AIM OF THE TASK ▸ Reproduce every item below word for word, without any alteration.

(Dataset records)
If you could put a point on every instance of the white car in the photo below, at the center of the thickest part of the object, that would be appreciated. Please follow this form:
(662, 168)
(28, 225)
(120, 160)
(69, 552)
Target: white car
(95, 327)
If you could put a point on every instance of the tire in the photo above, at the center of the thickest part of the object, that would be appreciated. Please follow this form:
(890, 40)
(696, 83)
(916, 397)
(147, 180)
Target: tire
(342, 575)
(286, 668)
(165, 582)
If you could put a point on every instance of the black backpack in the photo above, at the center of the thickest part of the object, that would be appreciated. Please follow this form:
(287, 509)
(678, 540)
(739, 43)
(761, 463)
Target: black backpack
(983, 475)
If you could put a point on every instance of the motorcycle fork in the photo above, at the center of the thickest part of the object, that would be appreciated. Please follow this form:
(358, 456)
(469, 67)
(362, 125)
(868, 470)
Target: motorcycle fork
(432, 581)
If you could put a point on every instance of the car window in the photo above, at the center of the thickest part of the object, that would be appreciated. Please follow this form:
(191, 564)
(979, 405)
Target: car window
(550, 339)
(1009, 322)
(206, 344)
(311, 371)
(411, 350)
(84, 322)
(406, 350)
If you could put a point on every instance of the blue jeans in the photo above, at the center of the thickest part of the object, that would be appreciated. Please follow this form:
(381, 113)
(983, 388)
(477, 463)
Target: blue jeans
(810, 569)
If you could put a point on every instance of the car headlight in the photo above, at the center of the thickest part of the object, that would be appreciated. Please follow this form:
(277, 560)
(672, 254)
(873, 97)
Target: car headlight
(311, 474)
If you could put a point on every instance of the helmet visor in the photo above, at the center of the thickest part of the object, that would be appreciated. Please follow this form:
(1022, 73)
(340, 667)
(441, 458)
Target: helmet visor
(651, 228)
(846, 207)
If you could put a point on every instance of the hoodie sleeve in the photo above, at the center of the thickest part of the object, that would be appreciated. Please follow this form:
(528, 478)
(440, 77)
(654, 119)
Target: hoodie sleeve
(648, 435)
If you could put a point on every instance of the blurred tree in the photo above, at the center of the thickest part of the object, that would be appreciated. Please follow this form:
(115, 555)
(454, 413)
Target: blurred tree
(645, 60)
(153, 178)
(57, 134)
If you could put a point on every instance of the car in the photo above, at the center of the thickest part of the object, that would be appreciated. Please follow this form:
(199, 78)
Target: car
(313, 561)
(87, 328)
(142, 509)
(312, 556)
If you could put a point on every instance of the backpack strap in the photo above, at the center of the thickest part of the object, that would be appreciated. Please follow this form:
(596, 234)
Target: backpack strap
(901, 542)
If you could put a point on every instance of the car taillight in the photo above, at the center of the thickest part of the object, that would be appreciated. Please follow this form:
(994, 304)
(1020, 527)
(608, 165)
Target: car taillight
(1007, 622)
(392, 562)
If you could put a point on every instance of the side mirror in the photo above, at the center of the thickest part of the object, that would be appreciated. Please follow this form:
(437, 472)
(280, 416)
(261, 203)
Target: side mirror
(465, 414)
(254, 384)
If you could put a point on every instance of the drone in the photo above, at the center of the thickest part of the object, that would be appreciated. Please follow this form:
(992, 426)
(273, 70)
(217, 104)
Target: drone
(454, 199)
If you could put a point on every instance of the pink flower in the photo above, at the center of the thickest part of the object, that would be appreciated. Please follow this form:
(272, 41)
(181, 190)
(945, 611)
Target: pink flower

REPLY ▸
If you could put a point on every instance of the white car in the photo below, at the center of the thickest part of the object, that would be appreciated. Please follow this form:
(662, 168)
(28, 225)
(120, 160)
(69, 552)
Target: white car
(95, 327)
If you could put a point on every instance of the tire in the photo above, at the center of the thickest part of the object, that would be appreciated. Please follow this form:
(890, 40)
(696, 83)
(916, 397)
(147, 180)
Target: tire
(342, 575)
(286, 668)
(165, 582)
If you could put a point on every instance of the black backpack in the photo above, at the center of the thickest part of the object, that would be appreciated. Please follow this form:
(287, 509)
(678, 540)
(739, 43)
(761, 463)
Target: black backpack
(983, 475)
If you could put a point on every instance of the motorcycle fork in the photo above, at the center of the thickest part of the object, that would be appreciated. Please follow this form:
(358, 456)
(469, 67)
(362, 125)
(868, 470)
Target: motorcycle fork
(432, 581)
If you could put a point on every instance of the car window in the photo above, at the center of the thickest part of the object, that would be appreciated. Please follow this form:
(191, 564)
(979, 405)
Target: car window
(550, 339)
(1009, 322)
(206, 344)
(311, 371)
(411, 350)
(84, 322)
(406, 350)
If you could put a point on every instance of the blue jeans in the photo above, at the center of the thickest part of the object, that would be appreciated. Please follow this form:
(381, 113)
(983, 388)
(477, 463)
Target: blue jeans
(810, 569)
If you could put a point on every instance of the car headlight in the photo above, at the center of the thickest part of the object, that would be appreciated. Please follow this form:
(277, 560)
(672, 254)
(873, 97)
Target: car headlight
(311, 474)
If you could put a point on every instance of the helmet visor in the photo above, at the center of the thickest part of the object, that would be appreciated. Please follow this form:
(1022, 73)
(340, 667)
(441, 458)
Target: helmet visor
(651, 228)
(846, 207)
If you could put a point on every instance of the hoodie sleeve in the photo above, at the center of the thickest part of the object, that would be appreciated. Please follow this form:
(528, 478)
(440, 77)
(654, 119)
Target: hoodie sleeve
(648, 435)
If you could put a point on every instance of the blurred tree in the photo above, at the center of the thickest part of the object, that would be appreciated. Please follow this form:
(115, 555)
(454, 413)
Target: blurred tree
(645, 60)
(153, 178)
(57, 134)
If you could put a point on every instance of the car in the photo above, at the center of the thickest part of the object, that would be appreciated. Please follow this form:
(199, 78)
Target: car
(313, 561)
(87, 328)
(142, 509)
(312, 556)
If you could put a point on every instance of the backpack strap in the photo above, at the center of the thickest part of the object, that would be appreciated. Please follow this form:
(596, 234)
Target: backpack strap
(901, 542)
If you could put a point on every instance of the car taillight in the photo above, at the center of the thickest part of the object, that would be appreciated. Please follow this form:
(994, 304)
(1020, 527)
(608, 165)
Target: car taillight
(1007, 622)
(392, 562)
If you could put a point on every instance of the side mirror in the photo above, at the center of the thickest part of the object, that would be appreciated. Please follow this form:
(437, 472)
(280, 416)
(261, 203)
Target: side mirror
(465, 414)
(254, 384)
If you could put a point on every instance of the drone in the photo above, at the center of the thickest part of the object, that would be appreciated. Please follow this form:
(992, 426)
(273, 70)
(217, 104)
Target: drone
(454, 199)
If you could put a point on every instance of the pink flower in the photo above, at the center of the thickest part of the object, that would be appreciated. Please follow this form:
(272, 41)
(181, 190)
(945, 611)
Target: pink flower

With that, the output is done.